What you are asked to do:
Can you copy these records line for line, without changing anything, starting at the line that contains "Each instance of the headphone" and stopping after the line that contains "[(304, 377), (42, 364)]"?

━━━━━ Task data

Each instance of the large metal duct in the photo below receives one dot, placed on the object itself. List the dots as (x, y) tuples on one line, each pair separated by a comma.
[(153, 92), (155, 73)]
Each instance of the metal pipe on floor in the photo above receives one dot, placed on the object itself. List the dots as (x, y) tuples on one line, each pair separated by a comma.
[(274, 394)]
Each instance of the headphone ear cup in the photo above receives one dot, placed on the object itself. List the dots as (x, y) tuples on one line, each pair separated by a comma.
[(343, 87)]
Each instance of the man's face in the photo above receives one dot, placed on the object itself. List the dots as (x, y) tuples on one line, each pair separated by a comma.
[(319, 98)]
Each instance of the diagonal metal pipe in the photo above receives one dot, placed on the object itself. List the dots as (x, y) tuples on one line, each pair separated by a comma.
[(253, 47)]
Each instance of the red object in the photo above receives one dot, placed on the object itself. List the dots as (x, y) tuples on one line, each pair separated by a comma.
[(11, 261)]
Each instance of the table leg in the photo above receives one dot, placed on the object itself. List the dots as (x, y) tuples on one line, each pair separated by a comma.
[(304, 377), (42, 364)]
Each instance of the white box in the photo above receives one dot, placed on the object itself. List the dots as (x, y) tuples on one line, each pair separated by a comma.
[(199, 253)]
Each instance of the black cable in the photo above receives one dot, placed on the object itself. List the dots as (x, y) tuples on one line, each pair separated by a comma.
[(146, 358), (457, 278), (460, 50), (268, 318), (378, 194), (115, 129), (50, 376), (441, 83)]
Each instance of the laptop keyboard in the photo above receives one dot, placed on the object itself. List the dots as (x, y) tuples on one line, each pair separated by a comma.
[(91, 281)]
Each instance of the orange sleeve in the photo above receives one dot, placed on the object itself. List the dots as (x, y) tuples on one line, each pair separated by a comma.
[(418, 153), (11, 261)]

━━━━━━━━━━

Response to this task:
Each instance of the headphone ear cup in the photo above receives one dot, placed on the object itself. List the dots as (x, y) tuples on one line, each pair separated by a comma.
[(343, 87)]
Each instance of the man's face in the photo above receives one dot, placed on the object itself. List the dots as (x, y) tuples on one line, each pair separated by a comma.
[(319, 98)]
Each instance of the diagonal metal pipe in the photo above receives one dot, placed on the object itself. List the dots as (x, y) tuples on one line, each pair separated by a comma.
[(253, 47)]
Each instance of the red object in the photo above receives one dot, placed on the object itself. List the dots as (x, y) tuples on one line, each pair separated by a comma.
[(11, 261)]
Each instance of the table leg in the photo above receives one dot, placed on the object itself. List the dots as (x, y) tuples on one line, each pair separated by a comma.
[(304, 377), (42, 364)]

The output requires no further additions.